# [Passage provided]
※ ※ ※

[proofplan]
We prove the two-sided minimax rate by combining the standard bias-variance upper bound for a boundary-corrected density estimator with an Assouad hypercube lower bound. The upper bound chooses the resolution
\begin{align*}
h_n\asymp n^{-1/(2s+d)},
\end{align*}
so the squared Hölder bias
\begin{align*}
h_n^{2s}
\end{align*}
and stochastic variance
\begin{align*}
(nh_n^d)^{-1}
\end{align*}
balance. The lower bound embeds a finite family of localized density perturbations of the uniform density; the $L^2$ separation is of order
\begin{align*}
h^{2s}
\end{align*}
while adjacent likelihoods have bounded Hellinger distance at the same resolution scale. These two estimates give matching constants in front of
\begin{align*}
n^{-2s/(2s+d)}.

※ ※ ※

# [Directive 1]
According to the proof plan, what kind of lower bound is combined with the bias-variance upper bound?
# [Directive 2]
List every expression set apart as a displayed formula in the proof plan.

# [Information provided]
※ ※ ※

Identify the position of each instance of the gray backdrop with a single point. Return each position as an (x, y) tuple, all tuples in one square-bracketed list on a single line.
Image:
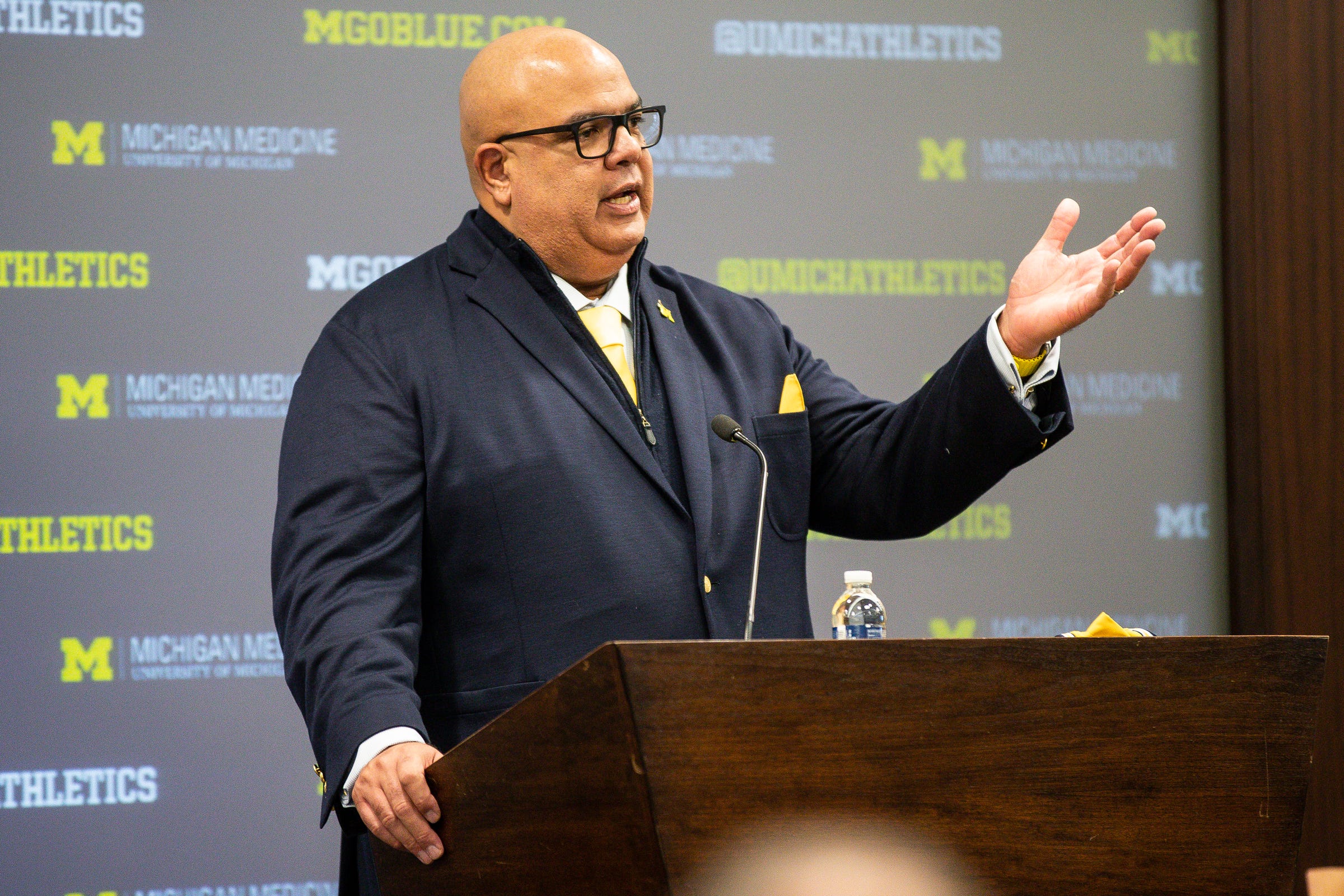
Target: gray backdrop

※ ※ ※

# [Final result 1]
An Assouad hypercube lower bound.

# [Final result 2]
- h_n ≍ n^{-1/(2s+d)}
- h_n^{2s}
- (nh_n^d)^{-1}
- h^{2s}
- n^{-2s/(2s+d)}